◆ **Oefentekst**
Dat Bos pal staat voor het blijven functioneren van ons financieel systeem is goed. De consequenties voor gewone burgers zouden anders rampzalig kunnen zijn. Over de manier waarop valt wel te discussiëren. Ervaringen met eerdere bankencrises leren dat snel, resoluut ingrijpen het beste is. Zweden deed dat begin jaren negentig met daadkrachtige nationalisaties van banken in problemen. Japan gaf in hetzelfde decennium het slechte voorbeeld door een bankencrises lang te laten voortslepen.

De Zweedse aanpak leidt tot de laagste kosten voor de belastingbetaler. De overheid krijgt in ruil voor ingrijpen belangen in op lange termijn gezonde ondernemingen. Bovendien voelen aandeelhouders door nationalisatie de pijn. Daardoor wordt investeren in banken die onverantwoorde risico's nemen niet beloond met redding door de overheid.

Het nieuwe fonds van Bos roept daarom nog veel vragen op. Het zou kunnen leiden tot gedeeltelijke nationalisatie van banken. Maar ook tot het redden van banken en hun aandeelhouders met geld van belastingbetalers. Ook vrees ik dat het simpelweg niet zal werken. Maar het is goed dat Bos ingrijpt en niet de markt haar destructieve werk wil laten doen.

Het tijdperk van meer markt, minder overheid, vooral ook in de financiële sector, lijkt voorbij. Meer dan twintig jaar was de overheid het probleem. Nu blijkt diezelfde overheid de oplossing. De oplossing voor spaarders die hun tegoeden zien verdwijnen, maar ook voor het blijven functioneren van ons financieel systeem. Door de nationalisatie van Fortis Nederland en ABN Amro is 30 procent van onze financiële sector in overheidshanden. De Postbank zijn we kwijt, de 'Bosbank' zijn we rijk.

Op de langere termijn zullen er ingrijpende hervormingen moeten komen. Bos hekelde de bonussen in de financiële sector die gericht waren op de korte termijn. Er komt nu een vorm van toezicht van De Nederlandsche Bank op die bonussen. Een concrete uitwerking ontbreekt nog. Daardoor is het gevaar groot dat het door de sterke lobby van de financiële sector vooral business as usual blijft.

Het merkwaardige is dat Bos alleen van de bonussen in de financiële sector de scherpe kantjes wil afhalen. De bonussencultuur was de belangrijkste reden voor de exploderende topsalarissen. De bonussen geven ook een perverse prikkel aan bestuurders om de aandeelhouderwaarde op korte termijn te maximaliseren. Beperking van investeringen, bijvoorbeeld in onderzoek en ontwikkeling, is goed voor de winst op korte termijn. Overnames waarbij bedrijven als ABN Amro gesloopt werden, zijn een teken van falende bestuurders. Maar zij werden er door de bonussen stinkend rijk van. Daarom wil de SP de bonussen ook buiten de financiële sector aanpakken. Maar ze kreeg er nooit politieke steun voor.

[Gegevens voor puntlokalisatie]
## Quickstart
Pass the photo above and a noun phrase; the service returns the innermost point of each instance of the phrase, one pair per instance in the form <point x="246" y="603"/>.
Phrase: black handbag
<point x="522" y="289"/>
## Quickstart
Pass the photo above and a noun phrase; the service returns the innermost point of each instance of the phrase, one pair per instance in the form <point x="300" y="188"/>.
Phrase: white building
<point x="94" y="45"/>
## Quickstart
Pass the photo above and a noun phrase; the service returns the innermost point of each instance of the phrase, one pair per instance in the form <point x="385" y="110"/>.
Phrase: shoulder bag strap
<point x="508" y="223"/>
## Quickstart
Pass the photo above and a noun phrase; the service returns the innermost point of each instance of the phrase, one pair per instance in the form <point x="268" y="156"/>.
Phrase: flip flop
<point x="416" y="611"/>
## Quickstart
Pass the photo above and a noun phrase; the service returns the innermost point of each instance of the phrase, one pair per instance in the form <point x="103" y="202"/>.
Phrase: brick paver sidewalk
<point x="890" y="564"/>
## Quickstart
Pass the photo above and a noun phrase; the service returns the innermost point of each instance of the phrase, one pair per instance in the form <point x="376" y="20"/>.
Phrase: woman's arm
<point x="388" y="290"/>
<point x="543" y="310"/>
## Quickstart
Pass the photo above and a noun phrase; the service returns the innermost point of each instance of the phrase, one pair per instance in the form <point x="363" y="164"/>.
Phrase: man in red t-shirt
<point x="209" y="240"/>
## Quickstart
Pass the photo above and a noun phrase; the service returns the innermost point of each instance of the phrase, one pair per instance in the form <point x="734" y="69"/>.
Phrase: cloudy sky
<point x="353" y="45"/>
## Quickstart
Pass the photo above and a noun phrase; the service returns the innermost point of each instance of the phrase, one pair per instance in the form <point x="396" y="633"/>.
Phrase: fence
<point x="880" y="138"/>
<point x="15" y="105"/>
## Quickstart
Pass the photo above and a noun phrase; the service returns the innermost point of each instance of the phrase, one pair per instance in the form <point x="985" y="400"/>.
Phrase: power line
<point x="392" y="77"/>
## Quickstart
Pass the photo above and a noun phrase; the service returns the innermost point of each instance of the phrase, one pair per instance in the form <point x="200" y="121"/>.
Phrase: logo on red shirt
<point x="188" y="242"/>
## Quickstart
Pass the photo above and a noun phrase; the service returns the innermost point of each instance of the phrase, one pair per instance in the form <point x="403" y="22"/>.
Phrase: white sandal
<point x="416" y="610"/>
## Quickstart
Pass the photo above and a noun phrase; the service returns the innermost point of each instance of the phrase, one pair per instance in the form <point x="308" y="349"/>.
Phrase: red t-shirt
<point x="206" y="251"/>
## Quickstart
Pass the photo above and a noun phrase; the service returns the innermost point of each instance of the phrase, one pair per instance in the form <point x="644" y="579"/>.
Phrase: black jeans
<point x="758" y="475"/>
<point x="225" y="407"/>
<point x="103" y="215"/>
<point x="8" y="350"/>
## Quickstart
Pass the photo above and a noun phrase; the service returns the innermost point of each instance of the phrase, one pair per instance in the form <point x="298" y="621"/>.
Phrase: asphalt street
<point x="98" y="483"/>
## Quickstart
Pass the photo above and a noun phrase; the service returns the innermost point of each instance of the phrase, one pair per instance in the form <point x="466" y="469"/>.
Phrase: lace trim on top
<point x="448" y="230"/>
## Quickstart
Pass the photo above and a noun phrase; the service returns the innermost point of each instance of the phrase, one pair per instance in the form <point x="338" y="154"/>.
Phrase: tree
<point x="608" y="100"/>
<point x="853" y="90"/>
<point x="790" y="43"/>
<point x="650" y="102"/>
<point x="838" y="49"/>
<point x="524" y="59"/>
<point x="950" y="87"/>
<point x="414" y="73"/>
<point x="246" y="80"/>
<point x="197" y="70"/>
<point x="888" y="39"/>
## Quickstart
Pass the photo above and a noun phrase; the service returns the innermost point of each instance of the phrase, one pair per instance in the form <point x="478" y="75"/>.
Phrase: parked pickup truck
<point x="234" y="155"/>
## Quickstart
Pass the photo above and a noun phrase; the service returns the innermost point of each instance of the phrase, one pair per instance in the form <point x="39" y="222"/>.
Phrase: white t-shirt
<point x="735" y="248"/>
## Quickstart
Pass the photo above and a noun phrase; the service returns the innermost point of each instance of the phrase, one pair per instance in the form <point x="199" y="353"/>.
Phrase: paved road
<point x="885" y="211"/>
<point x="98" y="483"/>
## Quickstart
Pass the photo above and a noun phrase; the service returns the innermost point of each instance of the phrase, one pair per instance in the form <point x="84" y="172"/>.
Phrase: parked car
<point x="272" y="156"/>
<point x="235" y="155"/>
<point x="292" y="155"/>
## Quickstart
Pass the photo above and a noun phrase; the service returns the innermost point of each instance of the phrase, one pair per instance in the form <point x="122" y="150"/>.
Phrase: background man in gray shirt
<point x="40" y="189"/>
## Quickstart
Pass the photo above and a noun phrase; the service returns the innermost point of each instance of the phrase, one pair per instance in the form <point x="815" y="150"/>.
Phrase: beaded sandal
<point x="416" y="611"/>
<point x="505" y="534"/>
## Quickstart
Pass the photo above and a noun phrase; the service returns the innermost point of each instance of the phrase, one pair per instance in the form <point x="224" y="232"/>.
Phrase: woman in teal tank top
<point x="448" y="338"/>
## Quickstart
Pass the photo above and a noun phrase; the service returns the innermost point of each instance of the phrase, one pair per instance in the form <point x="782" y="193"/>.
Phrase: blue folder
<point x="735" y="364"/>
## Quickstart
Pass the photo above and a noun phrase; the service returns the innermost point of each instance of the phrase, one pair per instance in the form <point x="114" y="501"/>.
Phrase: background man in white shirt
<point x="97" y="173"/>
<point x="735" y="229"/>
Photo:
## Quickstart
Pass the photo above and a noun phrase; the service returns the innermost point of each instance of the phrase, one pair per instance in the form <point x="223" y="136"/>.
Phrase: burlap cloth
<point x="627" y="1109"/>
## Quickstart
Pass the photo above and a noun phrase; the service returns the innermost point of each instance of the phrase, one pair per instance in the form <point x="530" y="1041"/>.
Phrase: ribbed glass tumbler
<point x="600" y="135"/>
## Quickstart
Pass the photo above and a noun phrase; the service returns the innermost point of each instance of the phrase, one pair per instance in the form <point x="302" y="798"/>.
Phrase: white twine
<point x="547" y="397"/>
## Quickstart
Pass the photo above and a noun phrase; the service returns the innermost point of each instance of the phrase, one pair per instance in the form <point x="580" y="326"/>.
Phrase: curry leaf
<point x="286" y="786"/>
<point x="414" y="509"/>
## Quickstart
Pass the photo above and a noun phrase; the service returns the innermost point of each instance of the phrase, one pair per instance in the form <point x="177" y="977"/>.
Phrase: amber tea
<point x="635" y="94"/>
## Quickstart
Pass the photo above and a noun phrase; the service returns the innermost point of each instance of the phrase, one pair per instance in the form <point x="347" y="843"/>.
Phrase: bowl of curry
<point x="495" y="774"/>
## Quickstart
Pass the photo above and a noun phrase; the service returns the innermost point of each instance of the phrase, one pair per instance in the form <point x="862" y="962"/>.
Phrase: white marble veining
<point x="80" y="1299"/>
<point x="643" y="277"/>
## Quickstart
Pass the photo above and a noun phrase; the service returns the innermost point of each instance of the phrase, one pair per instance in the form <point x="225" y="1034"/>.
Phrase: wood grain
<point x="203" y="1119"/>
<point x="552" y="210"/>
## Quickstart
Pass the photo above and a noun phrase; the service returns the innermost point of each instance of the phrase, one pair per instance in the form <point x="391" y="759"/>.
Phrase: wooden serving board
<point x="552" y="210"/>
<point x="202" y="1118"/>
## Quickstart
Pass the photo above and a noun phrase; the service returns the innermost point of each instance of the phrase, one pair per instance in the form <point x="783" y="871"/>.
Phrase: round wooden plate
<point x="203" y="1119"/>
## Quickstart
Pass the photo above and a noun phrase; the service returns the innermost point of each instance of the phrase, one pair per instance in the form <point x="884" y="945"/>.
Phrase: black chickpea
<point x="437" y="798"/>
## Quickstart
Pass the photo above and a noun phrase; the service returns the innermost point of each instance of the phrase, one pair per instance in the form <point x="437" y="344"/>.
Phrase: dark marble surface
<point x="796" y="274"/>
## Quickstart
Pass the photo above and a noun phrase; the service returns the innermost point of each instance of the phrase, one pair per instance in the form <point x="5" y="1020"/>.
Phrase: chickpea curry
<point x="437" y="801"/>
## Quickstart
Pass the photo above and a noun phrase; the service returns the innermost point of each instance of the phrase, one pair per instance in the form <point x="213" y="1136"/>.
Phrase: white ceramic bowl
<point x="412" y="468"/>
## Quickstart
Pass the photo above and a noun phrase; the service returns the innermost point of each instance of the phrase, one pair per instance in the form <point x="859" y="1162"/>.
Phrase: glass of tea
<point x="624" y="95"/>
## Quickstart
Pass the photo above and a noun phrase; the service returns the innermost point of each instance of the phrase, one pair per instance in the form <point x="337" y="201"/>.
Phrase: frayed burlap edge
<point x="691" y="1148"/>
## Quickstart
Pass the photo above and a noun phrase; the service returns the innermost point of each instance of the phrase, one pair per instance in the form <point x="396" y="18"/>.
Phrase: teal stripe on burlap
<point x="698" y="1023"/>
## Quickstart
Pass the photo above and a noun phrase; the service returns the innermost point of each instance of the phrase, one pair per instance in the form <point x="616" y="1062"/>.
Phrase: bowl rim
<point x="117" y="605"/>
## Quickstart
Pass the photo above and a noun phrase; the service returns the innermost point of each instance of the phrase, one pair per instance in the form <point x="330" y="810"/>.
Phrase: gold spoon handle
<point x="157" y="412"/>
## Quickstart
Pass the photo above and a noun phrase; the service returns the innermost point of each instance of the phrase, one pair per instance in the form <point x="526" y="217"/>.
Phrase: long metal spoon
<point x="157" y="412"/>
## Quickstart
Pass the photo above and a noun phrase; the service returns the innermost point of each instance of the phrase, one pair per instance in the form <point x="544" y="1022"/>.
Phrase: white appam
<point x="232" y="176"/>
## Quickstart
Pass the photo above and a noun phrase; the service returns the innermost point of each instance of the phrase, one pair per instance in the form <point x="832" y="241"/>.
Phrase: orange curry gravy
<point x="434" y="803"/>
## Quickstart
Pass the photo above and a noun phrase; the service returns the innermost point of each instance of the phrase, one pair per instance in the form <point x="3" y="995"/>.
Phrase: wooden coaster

◆ **Opdrachtomschrijving**
Citeer uit de oefentekst het gedeelte dat begint met "Het nieuwe fonds" en doorloopt tot en met "zijn we rijk.". Baseer je uitsluitend op de oefentekst.

◆ **Antwoordruimte**
Het nieuwe fonds van Bos roept daarom nog veel vragen op. Het zou kunnen leiden tot gedeeltelijke nationalisatie van banken. Maar ook tot het redden van banken en hun aandeelhouders met geld van belastingbetalers. Ook vrees ik dat het simpelweg niet zal werken. Maar het is goed dat Bos ingrijpt en niet de markt haar destructieve werk wil laten doen.

Het tijdperk van meer markt, minder overheid, vooral ook in de financiële sector, lijkt voorbij. Meer dan twintig jaar was de overheid het probleem. Nu blijkt diezelfde overheid de oplossing. De oplossing voor spaarders die hun tegoeden zien verdwijnen, maar ook voor het blijven functioneren van ons financieel systeem. Door de nationalisatie van Fortis Nederland en ABN Amro is 30 procent van onze financiële sector in overheidshanden. De Postbank zijn we kwijt, de 'Bosbank' zijn we rijk.